[HOW TO COMPLETE THIS TASK]
Where a line in the material below has the string "ocean", please report it.

[GIVEN DATA]

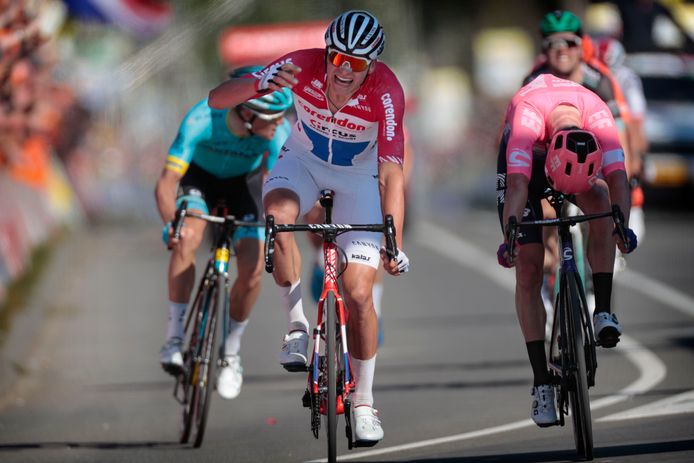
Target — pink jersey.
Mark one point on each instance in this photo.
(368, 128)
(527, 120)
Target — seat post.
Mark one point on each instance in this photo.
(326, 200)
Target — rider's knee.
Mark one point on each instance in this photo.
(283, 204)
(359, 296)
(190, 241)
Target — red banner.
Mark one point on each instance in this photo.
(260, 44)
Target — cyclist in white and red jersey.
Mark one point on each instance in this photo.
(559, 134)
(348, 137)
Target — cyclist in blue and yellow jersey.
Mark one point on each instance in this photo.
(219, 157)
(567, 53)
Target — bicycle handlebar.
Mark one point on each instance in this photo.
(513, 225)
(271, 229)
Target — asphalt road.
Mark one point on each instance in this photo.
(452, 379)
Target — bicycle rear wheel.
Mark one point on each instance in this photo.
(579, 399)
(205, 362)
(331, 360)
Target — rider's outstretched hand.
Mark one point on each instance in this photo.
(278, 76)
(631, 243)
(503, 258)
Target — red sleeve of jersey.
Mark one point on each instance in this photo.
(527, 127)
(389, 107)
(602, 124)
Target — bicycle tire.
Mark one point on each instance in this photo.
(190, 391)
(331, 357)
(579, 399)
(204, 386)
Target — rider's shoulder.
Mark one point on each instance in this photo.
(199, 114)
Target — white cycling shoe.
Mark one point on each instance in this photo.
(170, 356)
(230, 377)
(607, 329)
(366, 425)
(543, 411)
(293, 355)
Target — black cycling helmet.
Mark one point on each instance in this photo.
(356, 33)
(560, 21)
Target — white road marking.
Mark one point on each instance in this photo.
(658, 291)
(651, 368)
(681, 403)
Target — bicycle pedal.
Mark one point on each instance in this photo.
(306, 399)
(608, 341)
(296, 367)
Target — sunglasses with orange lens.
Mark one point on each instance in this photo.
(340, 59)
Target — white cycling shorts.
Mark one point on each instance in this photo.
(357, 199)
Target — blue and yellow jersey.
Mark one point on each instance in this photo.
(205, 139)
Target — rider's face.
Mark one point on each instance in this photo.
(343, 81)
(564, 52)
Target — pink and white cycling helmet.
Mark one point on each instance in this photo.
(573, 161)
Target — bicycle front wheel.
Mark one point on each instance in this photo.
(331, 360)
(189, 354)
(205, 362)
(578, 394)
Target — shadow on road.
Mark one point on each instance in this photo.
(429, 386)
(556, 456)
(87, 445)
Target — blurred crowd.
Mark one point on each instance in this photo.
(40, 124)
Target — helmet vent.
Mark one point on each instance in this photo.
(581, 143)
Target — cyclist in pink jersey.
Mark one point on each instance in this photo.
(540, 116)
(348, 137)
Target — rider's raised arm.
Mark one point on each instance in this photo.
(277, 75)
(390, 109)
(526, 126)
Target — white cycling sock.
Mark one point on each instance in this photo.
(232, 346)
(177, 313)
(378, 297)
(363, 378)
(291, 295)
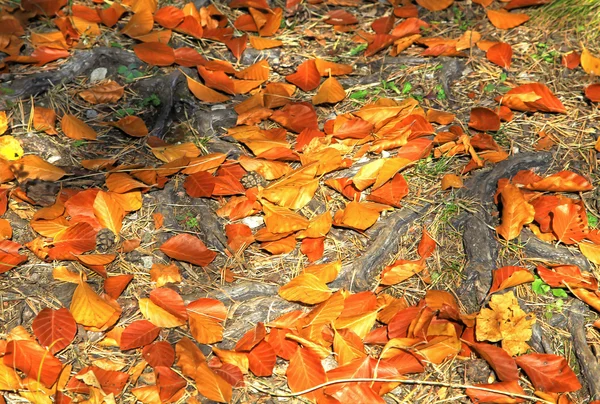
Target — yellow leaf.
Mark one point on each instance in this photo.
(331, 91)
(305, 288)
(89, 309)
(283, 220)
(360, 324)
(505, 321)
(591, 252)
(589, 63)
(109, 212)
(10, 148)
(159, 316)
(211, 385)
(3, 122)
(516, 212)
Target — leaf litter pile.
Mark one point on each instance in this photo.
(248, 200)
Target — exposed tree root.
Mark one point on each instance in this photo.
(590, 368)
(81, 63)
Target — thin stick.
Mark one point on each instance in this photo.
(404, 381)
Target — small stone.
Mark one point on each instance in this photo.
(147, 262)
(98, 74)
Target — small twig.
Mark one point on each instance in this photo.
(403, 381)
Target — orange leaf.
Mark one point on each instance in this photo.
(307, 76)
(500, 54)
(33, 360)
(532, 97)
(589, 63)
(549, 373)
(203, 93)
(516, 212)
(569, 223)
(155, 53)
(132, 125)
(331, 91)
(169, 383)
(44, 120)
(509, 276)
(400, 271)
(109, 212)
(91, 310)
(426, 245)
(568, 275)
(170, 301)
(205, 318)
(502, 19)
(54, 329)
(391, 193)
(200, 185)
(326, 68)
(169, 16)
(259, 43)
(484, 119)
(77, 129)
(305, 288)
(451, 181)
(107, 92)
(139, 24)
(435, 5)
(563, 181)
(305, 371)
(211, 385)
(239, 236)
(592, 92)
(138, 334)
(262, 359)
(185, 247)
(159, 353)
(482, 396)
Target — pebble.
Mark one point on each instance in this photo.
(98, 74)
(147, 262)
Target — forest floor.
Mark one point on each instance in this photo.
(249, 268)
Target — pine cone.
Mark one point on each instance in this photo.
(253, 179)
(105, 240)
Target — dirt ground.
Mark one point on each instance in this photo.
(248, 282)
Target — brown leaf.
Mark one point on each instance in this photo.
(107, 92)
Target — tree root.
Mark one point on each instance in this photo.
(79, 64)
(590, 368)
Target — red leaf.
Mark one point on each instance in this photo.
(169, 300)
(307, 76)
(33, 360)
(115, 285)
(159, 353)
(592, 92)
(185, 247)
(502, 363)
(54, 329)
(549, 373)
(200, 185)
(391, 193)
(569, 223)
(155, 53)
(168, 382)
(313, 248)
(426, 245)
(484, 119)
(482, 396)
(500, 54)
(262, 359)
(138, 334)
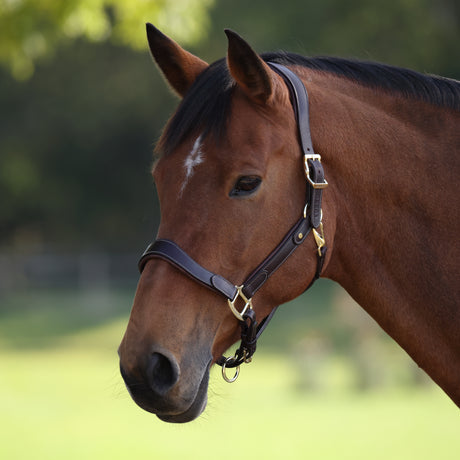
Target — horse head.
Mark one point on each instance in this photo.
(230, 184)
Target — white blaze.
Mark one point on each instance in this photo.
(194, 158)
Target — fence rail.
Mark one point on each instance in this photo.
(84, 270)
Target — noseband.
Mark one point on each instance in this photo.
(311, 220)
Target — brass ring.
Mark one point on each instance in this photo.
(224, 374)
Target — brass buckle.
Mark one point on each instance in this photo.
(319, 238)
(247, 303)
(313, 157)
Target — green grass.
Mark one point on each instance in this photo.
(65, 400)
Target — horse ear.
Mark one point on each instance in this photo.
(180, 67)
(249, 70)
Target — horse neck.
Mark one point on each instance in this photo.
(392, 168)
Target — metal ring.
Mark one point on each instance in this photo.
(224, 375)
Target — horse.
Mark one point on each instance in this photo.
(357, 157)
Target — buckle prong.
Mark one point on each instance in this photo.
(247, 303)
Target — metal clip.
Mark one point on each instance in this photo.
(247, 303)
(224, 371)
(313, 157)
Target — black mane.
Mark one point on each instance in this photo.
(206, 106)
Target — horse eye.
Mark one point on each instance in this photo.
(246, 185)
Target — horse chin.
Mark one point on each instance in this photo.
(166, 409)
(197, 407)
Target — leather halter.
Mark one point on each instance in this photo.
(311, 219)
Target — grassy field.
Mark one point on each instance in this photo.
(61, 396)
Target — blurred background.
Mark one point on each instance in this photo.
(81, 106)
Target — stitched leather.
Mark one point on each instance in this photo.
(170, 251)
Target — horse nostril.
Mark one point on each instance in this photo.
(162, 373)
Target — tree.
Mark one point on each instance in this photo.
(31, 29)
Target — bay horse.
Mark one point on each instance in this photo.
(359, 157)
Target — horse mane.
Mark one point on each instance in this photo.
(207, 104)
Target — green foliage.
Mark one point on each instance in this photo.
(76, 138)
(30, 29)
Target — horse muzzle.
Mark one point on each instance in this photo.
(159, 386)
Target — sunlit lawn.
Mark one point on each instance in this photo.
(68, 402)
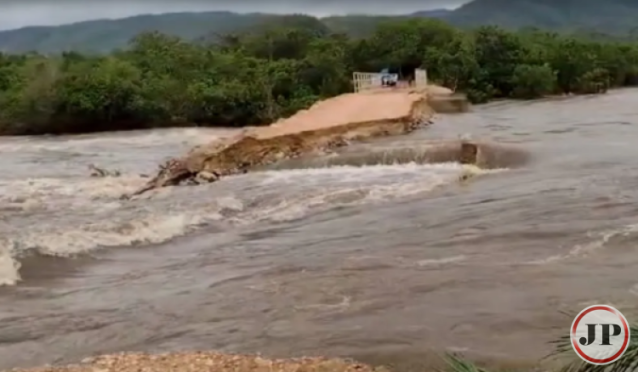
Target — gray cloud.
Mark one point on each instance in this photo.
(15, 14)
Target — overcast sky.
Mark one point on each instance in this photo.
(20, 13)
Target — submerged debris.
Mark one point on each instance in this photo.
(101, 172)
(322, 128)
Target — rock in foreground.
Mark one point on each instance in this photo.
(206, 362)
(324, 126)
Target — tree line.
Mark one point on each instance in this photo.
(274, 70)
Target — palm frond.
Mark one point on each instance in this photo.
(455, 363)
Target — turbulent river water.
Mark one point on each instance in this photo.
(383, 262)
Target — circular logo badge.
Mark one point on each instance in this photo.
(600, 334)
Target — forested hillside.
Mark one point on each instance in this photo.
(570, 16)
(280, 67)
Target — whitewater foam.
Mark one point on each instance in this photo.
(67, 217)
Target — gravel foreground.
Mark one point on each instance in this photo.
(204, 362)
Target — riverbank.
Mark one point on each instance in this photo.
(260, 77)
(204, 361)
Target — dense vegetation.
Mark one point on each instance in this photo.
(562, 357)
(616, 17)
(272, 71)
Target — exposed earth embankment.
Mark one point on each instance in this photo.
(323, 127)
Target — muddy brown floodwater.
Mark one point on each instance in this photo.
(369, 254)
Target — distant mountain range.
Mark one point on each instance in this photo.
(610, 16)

---

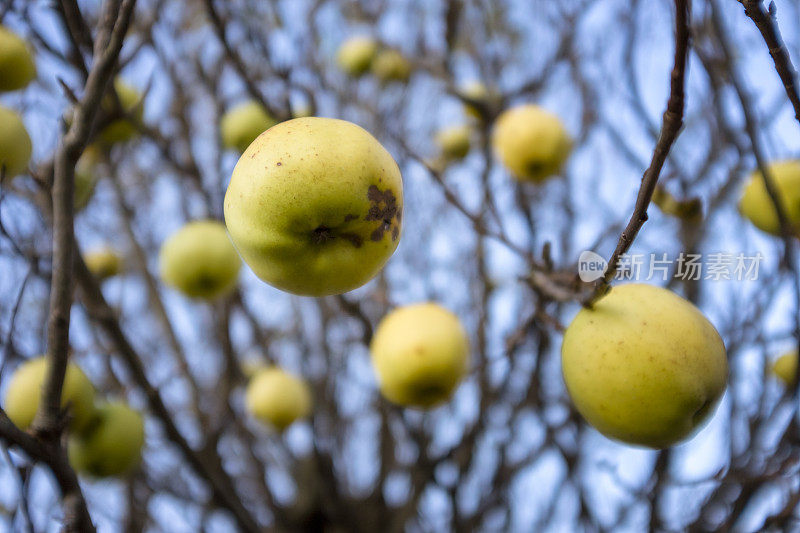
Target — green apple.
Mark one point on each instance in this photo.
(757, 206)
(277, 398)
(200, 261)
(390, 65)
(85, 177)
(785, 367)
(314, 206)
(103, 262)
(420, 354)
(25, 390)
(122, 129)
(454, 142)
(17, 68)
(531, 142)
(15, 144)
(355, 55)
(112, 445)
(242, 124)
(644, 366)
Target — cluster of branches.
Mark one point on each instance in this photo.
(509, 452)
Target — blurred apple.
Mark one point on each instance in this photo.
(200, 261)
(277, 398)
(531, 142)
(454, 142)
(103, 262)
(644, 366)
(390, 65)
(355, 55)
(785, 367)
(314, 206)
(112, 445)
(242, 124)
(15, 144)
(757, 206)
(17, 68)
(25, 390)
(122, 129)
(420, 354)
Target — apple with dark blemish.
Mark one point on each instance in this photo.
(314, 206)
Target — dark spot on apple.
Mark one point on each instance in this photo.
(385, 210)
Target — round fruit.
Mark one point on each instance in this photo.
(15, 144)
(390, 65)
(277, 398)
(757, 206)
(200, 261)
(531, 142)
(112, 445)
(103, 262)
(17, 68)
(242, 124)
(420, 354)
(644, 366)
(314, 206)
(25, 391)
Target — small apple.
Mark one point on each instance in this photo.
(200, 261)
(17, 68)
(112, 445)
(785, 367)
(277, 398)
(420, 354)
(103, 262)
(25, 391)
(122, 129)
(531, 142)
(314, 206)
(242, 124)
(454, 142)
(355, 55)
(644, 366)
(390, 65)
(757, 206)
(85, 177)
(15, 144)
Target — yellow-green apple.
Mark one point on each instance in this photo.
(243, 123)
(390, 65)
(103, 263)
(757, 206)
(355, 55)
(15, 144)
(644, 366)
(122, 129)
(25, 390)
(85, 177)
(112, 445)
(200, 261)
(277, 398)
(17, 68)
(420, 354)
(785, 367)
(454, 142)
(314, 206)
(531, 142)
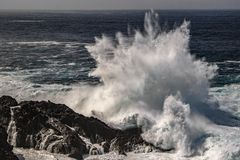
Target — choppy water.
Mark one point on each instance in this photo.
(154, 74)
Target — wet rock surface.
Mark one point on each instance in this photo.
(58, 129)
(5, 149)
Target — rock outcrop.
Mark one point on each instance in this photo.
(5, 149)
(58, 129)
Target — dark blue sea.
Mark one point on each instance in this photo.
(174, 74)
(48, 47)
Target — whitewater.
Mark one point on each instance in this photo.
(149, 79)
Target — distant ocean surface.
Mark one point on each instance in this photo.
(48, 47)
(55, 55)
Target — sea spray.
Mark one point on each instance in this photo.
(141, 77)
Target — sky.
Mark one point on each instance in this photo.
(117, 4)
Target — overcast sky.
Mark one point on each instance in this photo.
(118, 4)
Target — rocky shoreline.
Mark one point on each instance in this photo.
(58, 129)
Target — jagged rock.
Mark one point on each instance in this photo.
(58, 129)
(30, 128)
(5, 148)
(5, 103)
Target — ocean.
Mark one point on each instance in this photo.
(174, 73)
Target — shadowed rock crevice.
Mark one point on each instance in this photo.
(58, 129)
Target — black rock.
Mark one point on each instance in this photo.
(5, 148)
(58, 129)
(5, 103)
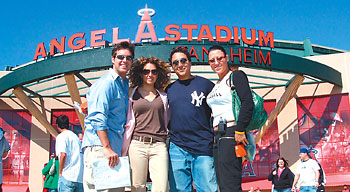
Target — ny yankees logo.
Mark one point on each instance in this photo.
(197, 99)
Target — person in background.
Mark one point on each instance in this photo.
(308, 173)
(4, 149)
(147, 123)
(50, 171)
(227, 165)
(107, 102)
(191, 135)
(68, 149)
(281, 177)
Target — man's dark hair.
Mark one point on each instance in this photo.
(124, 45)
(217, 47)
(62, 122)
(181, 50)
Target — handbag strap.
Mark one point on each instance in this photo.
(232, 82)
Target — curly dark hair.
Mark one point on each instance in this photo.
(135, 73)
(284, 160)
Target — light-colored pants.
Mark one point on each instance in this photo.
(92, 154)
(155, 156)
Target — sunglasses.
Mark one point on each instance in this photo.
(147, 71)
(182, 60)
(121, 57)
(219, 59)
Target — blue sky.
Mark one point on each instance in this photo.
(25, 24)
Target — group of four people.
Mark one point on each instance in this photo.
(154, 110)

[WRITTEN ANSWER]
Target — distant ocean surface.
Target — ocean.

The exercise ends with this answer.